• [Tekst strony]:

Bon gastronomiczny 400 zł. Znamy już szczegóły programu
Z tego artykułu dowiesz się:
-
Jak wygląda sprawa z bonem gastronomicznym
-
W jaki sposób ma funkcjonować bon gastronomiczny
-
Kto będzie mógł skorzystać z bonu
Bon gastronomiczny wsparciem dla restauratorów
Pandemia koronawirusa wymusiła na rządzących podejmowanie radykalnych rozwiązań w sprawie zamykania poszczególnych gałęzi gospodarki. Po ponad roku od pierwszego lockdownu rząd wpadł na pomysł, aby wspomóc gastronomię bonem.
Wprowadzenie zakazu przyjmowania gości na miejscu sprawiło, że restauratorzy mają ograniczone możliwości zarobkowania. Wszak mogą sprzedawać jedzenie na wynos i z dostawą, ale jak przyznają, nawet to generuje mniejsze zyski niż dotychczas.
Bon gastronomiczny ma zostać wpisany do kolejnej tarczy antykryzysowej przygotowywanej przez rząd. Jest to nowe rozwiązanie, bowiem do tej pory nic nie zapowiadało wsparcia dla restauratorów i ich biznesów . Co więcej, rząd podkreślał, że na dany moment nie jest to potrzebne.
Padały również rozbieżności pomiędzy słowami poszczególnych polityków. 24 marca RMF FM informowało o możliwości wprowadzenia bonu gastronomicznego, natomiast prezes PFR kilka dni później określił go mianem faktu medialnego, a nie realnego zobowiązania.
Bon gastronomiczny coraz bliżej
Wygląda na to, że rząd zmienił zdanie w kwestii bonu gastronomicznego, bowiem Olga Semeniuk, wiceszefowa resortu w rozmowie z money.pl powiedziała, że trwają rozmowy w sprawie jego wprowadzenia. Dodała, że miałby zostać stworzony na wzór bonu gastronomicznego.
Do kwestii bonu gastronomicznego odniósł się na początku kwietnia premier Mateusz Morawiecki. Bez większych szczegółów poinformował, że trwają rozmowy w sprawie wprowadzenia takiej formy pomocy.
O bon turystyczny zapytany został również prezes PFR, Paweł Borys w programie "Studio Biznes". Powiedział, że rząd ma w planach rozwinięcie ulgi gastronomicznej o bon gastronomiczny . Wyjaśnił również na czym miałby polegać.
Wytłumaczył, że pracodawca otrzyma prawo do zawarcia z danym punktem gastronomicznym umowy polegającej na zamawianiu posiłków dla swoich pracowników. Wydatki na posiłki do 400 zł będą zwolnione z PIT oraz ZUS.

• [Dane]:

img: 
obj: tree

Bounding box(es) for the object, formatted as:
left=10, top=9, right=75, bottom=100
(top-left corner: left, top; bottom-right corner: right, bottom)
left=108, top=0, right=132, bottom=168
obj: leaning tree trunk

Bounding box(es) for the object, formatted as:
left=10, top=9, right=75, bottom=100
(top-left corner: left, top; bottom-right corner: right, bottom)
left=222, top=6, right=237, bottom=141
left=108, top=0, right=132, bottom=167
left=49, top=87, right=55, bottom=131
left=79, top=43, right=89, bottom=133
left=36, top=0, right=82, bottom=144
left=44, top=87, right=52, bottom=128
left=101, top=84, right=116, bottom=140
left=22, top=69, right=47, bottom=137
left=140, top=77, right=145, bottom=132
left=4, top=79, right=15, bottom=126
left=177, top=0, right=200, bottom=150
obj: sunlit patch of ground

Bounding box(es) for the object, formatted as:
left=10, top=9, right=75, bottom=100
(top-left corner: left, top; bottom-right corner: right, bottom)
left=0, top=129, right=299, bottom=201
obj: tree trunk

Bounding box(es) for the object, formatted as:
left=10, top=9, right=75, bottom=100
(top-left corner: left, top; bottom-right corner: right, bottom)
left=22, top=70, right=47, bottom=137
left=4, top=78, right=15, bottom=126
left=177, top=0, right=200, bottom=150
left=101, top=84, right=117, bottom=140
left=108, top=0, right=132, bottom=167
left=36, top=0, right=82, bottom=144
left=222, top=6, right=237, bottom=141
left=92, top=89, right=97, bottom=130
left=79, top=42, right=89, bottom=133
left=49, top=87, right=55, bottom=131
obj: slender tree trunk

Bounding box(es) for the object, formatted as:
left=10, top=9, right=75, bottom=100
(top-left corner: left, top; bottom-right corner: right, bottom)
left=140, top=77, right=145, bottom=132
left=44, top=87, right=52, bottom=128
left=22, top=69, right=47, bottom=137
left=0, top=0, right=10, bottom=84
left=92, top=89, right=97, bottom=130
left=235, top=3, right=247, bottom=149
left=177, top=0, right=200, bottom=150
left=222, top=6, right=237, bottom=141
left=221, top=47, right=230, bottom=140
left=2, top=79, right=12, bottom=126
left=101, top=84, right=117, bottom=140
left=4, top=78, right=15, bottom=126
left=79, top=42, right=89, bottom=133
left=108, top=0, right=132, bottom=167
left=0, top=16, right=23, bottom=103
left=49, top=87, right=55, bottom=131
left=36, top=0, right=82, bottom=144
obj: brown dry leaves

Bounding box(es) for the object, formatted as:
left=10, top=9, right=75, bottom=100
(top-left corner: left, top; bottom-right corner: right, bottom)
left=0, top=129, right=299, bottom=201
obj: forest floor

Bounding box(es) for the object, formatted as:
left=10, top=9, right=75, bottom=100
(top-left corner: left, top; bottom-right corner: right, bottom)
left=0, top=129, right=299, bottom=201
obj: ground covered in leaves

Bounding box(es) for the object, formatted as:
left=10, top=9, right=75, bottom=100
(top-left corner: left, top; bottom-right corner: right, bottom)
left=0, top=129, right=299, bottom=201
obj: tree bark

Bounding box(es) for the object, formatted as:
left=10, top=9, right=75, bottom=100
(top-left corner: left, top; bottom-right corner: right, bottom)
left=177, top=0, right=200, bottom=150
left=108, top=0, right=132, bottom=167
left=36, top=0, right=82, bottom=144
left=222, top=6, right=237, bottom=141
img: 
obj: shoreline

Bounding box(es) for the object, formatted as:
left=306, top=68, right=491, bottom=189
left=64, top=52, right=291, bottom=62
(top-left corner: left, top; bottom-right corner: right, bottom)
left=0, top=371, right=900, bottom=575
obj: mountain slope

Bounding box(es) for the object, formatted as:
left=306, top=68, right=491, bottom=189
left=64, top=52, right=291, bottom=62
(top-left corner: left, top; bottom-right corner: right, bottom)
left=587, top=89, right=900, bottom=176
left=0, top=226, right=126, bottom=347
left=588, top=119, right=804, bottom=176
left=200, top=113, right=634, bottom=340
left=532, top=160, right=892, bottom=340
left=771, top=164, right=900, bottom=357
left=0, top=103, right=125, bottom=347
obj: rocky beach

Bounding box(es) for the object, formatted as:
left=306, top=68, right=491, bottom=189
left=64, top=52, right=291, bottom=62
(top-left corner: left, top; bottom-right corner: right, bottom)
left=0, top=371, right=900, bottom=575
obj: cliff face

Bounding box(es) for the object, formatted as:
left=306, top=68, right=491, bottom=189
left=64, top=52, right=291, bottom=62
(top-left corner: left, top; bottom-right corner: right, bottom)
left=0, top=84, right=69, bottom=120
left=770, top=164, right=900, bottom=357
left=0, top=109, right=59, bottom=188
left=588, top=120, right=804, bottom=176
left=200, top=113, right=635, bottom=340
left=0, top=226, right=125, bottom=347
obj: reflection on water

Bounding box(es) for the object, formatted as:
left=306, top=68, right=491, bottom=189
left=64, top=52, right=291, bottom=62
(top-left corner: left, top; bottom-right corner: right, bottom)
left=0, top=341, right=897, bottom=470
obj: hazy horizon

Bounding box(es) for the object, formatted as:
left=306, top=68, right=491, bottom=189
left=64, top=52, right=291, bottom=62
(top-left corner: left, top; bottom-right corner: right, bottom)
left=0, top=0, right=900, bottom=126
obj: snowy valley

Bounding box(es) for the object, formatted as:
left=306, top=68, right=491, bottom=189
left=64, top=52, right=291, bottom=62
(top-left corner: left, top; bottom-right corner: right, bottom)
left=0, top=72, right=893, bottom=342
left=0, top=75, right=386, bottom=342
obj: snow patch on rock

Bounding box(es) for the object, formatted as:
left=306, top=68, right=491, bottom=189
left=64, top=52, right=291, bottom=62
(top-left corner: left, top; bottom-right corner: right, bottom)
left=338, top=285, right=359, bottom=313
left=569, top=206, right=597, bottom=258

• [Co zrobisz]:
Przepisz dokładnie fragment artykułu o bonie gastronomicznym od słów „Bon gastronomiczny 400” aż do słów „wspomóc gastronomię bonem.”. Materiał nie odgrywa tu żadnej roli.

• [Rozwiązanie zadania]:
Bon gastronomiczny 400 zł. Znamy już szczegóły programu
Z tego artykułu dowiesz się:
-
Jak wygląda sprawa z bonem gastronomicznym
-
W jaki sposób ma funkcjonować bon gastronomiczny
-
Kto będzie mógł skorzystać z bonu
Bon gastronomiczny wsparciem dla restauratorów
Pandemia koronawirusa wymusiła na rządzących podejmowanie radykalnych rozwiązań w sprawie zamykania poszczególnych gałęzi gospodarki. Po ponad roku od pierwszego lockdownu rząd wpadł na pomysł, aby wspomóc gastronomię bonem.